- **Source extract**:
=== Section Start ===
About the Book
The unprecedented advance in digital technology during the second half of the 20th century has produced a measurement revolution that is transforming science. In the life sciences, data analysis is now part of practically every research project. Genomics, in particular, is being driven by new measurement technologies that permit us to observe certain molecular entities for the first time. These observations are leading to discoveries analogous to identifying microorganisms and other breakthroughs permitted by the invention of the microscope. Choice examples of these technologies are microarrays and next generation sequencing. This book will cover several of the statistical concepts and data analytic skills needed to succeed in data-driven life science research. We go from relatively basic concepts related to computing p-values to advanced topics related to analyzing high-throughput data.
While statistics textbooks focus on mathematics, this book focuses on using a computer to perform data analysis. Instead of explaining the mathematics and theory, and then showing examples, we start by stating a practical data-related challenge. This book also includes the computer code that provides a solution to the problem and helps illustrate the concepts behind the solution. By running the code yourself, and seeing data generation and analysis happen live, you will get a better intuition for the concepts, the mathematics, and the theory. The book was created using the R markdown language and we make all this code available to the reader. This means that readers can replicate all the figures and analyses used to create the book.
=== Section End ===
Entries taken from a collection:
=== Section Start ===
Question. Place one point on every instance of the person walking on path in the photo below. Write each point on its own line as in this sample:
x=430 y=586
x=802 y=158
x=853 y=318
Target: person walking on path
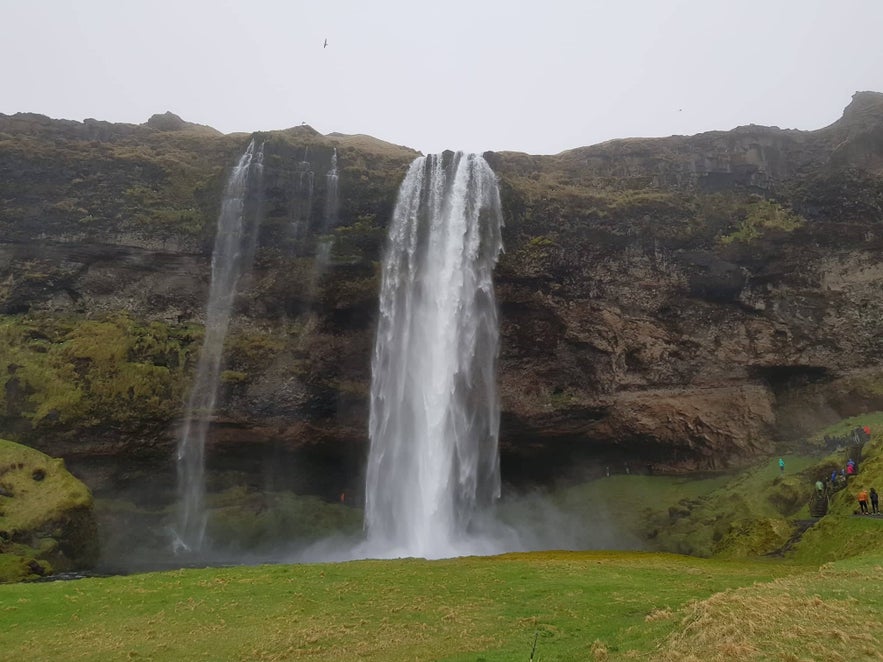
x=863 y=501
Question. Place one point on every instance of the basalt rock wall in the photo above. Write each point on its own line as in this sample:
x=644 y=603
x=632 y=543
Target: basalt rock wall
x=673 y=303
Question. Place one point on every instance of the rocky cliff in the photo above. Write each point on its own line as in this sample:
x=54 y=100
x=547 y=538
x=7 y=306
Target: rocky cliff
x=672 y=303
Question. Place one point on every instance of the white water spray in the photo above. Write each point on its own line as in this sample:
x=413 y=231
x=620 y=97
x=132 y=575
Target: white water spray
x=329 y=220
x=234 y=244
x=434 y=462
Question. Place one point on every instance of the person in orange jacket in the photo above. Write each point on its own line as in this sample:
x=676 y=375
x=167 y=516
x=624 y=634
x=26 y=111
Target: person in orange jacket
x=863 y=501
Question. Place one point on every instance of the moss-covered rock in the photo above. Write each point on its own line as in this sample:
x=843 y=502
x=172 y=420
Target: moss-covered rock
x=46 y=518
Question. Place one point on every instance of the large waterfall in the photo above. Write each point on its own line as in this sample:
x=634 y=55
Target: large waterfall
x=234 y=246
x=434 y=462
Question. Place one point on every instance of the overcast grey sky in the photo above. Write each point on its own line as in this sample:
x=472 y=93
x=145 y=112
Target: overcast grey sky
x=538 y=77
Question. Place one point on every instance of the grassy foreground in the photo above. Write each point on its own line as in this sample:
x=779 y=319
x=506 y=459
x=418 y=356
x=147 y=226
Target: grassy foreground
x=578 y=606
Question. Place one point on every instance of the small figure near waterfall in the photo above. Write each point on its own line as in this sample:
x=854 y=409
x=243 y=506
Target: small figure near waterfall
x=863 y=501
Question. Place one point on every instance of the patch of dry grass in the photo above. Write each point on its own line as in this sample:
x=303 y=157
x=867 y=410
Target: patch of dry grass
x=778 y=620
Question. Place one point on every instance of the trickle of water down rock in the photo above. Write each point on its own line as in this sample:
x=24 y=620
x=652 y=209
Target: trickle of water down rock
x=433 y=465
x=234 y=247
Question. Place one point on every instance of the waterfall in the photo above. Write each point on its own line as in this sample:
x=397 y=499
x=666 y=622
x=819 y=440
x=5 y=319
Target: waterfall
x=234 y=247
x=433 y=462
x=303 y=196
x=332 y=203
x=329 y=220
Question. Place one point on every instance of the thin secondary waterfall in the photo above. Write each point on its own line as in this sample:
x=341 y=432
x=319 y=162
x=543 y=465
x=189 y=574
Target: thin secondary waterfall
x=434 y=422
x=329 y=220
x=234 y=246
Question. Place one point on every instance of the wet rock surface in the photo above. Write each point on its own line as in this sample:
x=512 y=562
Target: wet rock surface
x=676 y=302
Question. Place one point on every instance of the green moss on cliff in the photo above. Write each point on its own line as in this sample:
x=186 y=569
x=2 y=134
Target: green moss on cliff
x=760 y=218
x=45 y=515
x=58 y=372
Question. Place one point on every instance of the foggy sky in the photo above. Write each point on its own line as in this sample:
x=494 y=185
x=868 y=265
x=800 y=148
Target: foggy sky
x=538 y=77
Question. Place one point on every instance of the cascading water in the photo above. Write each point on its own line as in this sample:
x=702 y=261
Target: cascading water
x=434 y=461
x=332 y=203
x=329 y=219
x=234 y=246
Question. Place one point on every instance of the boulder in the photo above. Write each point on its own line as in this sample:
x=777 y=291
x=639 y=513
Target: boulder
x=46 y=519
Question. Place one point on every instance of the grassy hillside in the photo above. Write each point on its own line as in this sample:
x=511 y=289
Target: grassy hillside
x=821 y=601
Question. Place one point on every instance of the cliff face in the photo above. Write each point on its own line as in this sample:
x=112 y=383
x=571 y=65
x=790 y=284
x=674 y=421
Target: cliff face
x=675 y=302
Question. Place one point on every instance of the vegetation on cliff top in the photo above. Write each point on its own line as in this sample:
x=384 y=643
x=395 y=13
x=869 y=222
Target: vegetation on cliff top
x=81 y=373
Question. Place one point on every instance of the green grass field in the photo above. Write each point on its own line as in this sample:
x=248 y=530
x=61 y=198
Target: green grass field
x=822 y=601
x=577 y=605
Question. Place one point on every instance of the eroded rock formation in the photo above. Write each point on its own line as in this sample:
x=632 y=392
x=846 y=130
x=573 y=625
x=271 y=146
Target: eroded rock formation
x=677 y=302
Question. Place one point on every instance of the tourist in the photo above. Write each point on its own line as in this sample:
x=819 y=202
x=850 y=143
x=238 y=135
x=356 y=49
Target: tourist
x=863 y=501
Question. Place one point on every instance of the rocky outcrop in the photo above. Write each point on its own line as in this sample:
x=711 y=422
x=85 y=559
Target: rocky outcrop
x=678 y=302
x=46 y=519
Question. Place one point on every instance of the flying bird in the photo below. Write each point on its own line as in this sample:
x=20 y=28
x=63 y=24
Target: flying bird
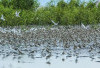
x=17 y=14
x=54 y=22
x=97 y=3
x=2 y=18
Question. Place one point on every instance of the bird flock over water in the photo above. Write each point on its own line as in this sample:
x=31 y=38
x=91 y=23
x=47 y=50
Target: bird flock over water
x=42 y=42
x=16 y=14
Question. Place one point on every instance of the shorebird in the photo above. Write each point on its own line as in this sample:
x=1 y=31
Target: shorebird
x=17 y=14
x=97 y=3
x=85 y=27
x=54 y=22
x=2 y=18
=== Section End ===
- **Work instruction 1**: According to the "About the Book" text above, why can readers replicate all the figures and analyses in the book? Answer in one to three sentences.
- **Work instruction 2**: Please transcribe the passage of the "About the Book" text between "While statistics textbooks" and "create the book.", inclusive.

- **Response box 1**: Readers can replicate them because the book was created using the R markdown language and all of its code is made available to the reader.

- **Response box 2**:
While statistics textbooks focus on mathematics, this book focuses on using a computer to perform data analysis. Instead of explaining the mathematics and theory, and then showing examples, we start by stating a practical data-related challenge. This book also includes the computer code that provides a solution to the problem and helps illustrate the concepts behind the solution. By running the code yourself, and seeing data generation and analysis happen live, you will get a better intuition for the concepts, the mathematics, and the theory. The book was created using the R markdown language and we make all this code available to the reader. This means that readers can replicate all the figures and analyses used to create the book.